PROBLEM DETAILS:
Please reproduce the stretch of data from the line containing "job: trace the outline of every instance of the small" through the line containing "[[[20,144],[20,140],[15,139],[4,139],[4,144]]]", replacing "building wall" with "exterior wall" and leaving everything else unchanged.

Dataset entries
◇ ◇ ◇ ◇ ◇ ◇ ◇
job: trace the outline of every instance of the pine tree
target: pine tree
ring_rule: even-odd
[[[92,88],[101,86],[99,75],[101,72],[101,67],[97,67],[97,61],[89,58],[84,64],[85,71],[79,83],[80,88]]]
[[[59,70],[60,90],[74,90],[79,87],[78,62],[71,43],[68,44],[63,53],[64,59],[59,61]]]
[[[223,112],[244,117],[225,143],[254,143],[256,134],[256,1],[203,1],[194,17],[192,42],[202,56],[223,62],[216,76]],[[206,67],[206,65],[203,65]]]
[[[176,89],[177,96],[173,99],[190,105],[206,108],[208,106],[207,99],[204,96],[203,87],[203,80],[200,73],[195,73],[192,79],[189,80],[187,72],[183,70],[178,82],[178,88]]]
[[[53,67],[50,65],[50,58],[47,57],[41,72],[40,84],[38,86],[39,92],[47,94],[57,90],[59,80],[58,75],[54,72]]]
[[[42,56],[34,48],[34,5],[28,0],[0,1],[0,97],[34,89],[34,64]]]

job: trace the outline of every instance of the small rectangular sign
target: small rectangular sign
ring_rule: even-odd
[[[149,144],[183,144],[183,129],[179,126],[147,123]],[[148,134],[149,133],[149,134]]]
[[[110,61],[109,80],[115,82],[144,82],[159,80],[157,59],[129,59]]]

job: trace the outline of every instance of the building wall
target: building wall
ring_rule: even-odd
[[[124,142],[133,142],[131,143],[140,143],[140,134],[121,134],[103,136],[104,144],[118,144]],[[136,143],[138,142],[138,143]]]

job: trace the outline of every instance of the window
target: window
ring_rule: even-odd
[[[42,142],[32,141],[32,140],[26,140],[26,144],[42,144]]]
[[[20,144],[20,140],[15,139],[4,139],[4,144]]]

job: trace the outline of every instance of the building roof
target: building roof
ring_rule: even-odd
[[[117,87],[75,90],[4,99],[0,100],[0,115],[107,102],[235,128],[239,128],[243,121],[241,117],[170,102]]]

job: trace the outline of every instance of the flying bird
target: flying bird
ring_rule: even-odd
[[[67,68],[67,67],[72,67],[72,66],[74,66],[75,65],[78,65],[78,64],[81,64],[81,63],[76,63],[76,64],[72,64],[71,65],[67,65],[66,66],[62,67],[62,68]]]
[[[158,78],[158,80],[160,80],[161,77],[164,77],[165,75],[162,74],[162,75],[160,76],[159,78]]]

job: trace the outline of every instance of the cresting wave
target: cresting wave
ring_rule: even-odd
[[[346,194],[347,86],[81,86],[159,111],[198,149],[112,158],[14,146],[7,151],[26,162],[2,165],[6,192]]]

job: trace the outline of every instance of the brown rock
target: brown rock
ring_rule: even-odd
◇ ◇ ◇ ◇ ◇ ◇ ◇
WRITTEN RESPONSE:
job: trace the outline of every instance of the small rectangular sign
target: small rectangular sign
ring_rule: even-odd
[[[149,144],[183,144],[183,129],[179,126],[147,123]],[[148,134],[149,133],[149,134]]]
[[[110,61],[109,80],[115,82],[144,82],[159,80],[157,59],[129,59]]]

job: trace the outline of every instance of the exterior wall
target: exterior wall
ring_rule: even-odd
[[[124,142],[133,142],[131,143],[140,143],[140,134],[121,134],[103,136],[104,144],[118,144]],[[136,143],[138,142],[138,143]]]

job: trace the outline of every instance of the window
target: window
ring_rule: even-odd
[[[42,142],[32,141],[32,140],[26,140],[26,144],[42,144]]]
[[[20,144],[20,140],[15,139],[4,139],[4,144]]]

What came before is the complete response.